[Exercise]: Output all of the entries below precisely as written.

Location identification entries
--

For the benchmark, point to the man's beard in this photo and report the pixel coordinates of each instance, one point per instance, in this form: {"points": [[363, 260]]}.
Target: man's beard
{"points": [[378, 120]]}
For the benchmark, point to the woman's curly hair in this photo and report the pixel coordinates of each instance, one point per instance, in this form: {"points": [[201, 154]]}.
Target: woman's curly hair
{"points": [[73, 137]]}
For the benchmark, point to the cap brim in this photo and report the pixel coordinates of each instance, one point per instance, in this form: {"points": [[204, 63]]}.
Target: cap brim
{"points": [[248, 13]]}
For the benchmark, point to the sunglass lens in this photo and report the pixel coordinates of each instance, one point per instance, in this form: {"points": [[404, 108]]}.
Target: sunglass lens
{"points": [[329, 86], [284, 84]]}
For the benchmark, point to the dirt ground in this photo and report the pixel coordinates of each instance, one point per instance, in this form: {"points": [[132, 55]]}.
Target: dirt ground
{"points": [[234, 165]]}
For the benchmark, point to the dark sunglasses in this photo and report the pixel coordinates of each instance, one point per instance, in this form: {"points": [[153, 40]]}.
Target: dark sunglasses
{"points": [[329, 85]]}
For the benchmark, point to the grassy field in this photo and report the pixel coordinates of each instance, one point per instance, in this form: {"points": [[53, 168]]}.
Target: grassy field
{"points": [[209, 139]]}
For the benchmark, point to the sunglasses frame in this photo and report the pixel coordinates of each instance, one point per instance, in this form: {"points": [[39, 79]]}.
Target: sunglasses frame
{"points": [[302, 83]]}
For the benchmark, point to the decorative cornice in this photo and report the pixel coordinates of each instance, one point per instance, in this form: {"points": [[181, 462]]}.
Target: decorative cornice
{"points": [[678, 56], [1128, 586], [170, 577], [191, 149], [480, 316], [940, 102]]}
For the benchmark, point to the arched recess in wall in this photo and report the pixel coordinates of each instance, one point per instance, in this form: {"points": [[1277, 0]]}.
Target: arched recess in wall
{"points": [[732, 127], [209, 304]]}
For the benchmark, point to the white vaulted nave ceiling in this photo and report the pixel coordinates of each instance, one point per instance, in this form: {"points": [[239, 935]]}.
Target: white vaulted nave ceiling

--

[Expected output]:
For the benchmark, point to the man's beard in this photo and report the pixel coordinates of each instance, one point per instance, in this form: {"points": [[363, 260]]}.
Target: man's beard
{"points": [[378, 120]]}
For the benchmark, point to the woman's curly hair in this photo and report the pixel coordinates of each instance, one point per instance, in this form: {"points": [[201, 154]]}.
Target: woman's curly hair
{"points": [[73, 137]]}
For the benchmark, point to the cap brim in this photo and report the pixel coordinates of each instance, one point per instance, in this form: {"points": [[204, 63]]}.
Target: cap brim
{"points": [[248, 13]]}
For the benchmark, point to the sunglass lens in this photo and report the pixel coordinates of each instance, one point per instance, in this form: {"points": [[404, 108]]}.
Target: sunglass lens
{"points": [[329, 86], [284, 84]]}
For the benchmark, point to the dirt ground in this photo and report the pixel coordinates of each instance, one point per instance, in this form: {"points": [[132, 55]]}.
Target: dirt ground
{"points": [[234, 165]]}
For the benchmark, point to the dark sunglasses in this photo and report the pixel coordinates of each instance, one point per instance, in this form: {"points": [[153, 40]]}.
Target: dark sunglasses
{"points": [[329, 85]]}
For the benchmark, point to the grassy field in this photo and report the pixel coordinates of each instance, one point per instance, in this form: {"points": [[53, 168]]}.
Target: grassy field
{"points": [[209, 139]]}
For the benchmark, point to the sunglasses frame in this photo and report the pixel coordinates of each instance, one point per instance, in this form: {"points": [[39, 79]]}.
Target: sunglasses frame
{"points": [[302, 83]]}
For the benchmark, point to the decorative cornice in this photo and report the pixel coordinates of each instance, one point per instance, in this form: {"points": [[181, 462]]}.
Target: decorative cornice
{"points": [[678, 56], [1128, 586], [170, 577], [191, 149], [480, 316], [940, 102]]}
For the benchmark, point to the arched recess in wall in this photo and report the pixel coordinates of each instance, one point per instance, in this form: {"points": [[1277, 0]]}.
Target: arched recess in wall
{"points": [[732, 127], [209, 304]]}
For the benchmark, point to the white vaulted nave ceiling in this photo and report the pixel coordinates of each instance, one point per instance, in this form: {"points": [[239, 935]]}.
Target: white vaulted nave ceiling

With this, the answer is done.